> [Given text]:

▬▬▬▬▬▬

A team of Dutch researchers has made the first direct measurements of the electrical conductivity of an individual strand of DNA - the building block of life. Cees Dekker from Delft University of Technology and colleagues designed two metal electrodes spaced just 4 nanometers apart - the smallest distance ever achieved by lithography. They then used a new 'electrostatic trapping' technique to bridge the electrodes with a single DNA molecule. The group discovered that short DNA molecules behave like large-bandgap semiconductors (Nature 403 635).
The Delft group fabricated the electrodes by making a slit in a silicon nitride film with standard lithography. A series of platinum layers were then sputtered across the slit until the gap was reduced to 4 nanometers. The electrodes were then immersed in a droplet of dilute DNA solution. A voltage applied between the electrodes generated an intense electric field, attracting a single molecule strand between the electrodes. Once the molecule was in place, the group could investigate how electrons are transferred in DNA.
"The results show that the charge carriers are being mediated by the molecular bands of DNA," says Dekker, "but more research is needed to explore DNA’s electrical properties under a large variety of conditions."
Last year Hans-Werner Fink and Christian Schönenberger from the University of Basel, Switzerland made the first measurements of the conductivity of a ‘rope’ of DNA molecules. They suggested that the molecules were ohmic conductors with fairly high conductivity.

▬▬▬▬▬▬

> [Raw data]:
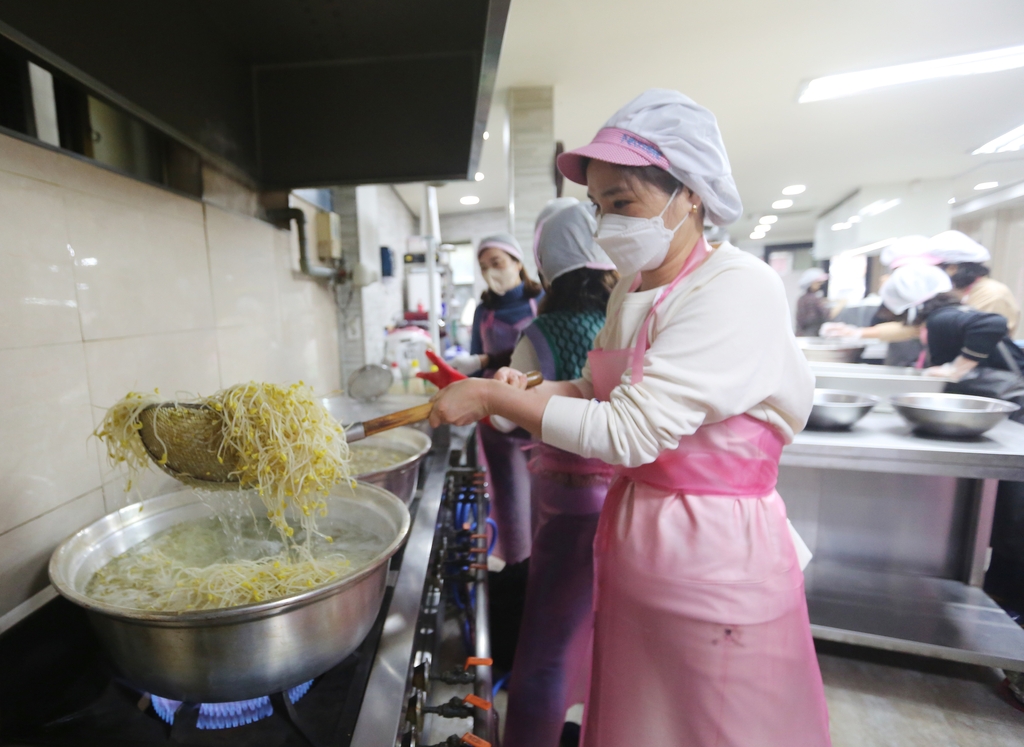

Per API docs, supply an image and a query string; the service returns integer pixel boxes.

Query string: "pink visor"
[558,127,669,184]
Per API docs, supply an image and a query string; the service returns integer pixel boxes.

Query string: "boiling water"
[85,502,388,612]
[348,444,409,474]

▬▬▬▬▬▬

> [Action item]: Restate the DNA conductivity article from "Last year Hans-Werner" to "fairly high conductivity.", substituting "metallic conductors" for "ohmic conductors".

> [Reply]:
Last year Hans-Werner Fink and Christian Schönenberger from the University of Basel, Switzerland made the first measurements of the conductivity of a ‘rope’ of DNA molecules. They suggested that the molecules were metallic conductors with fairly high conductivity.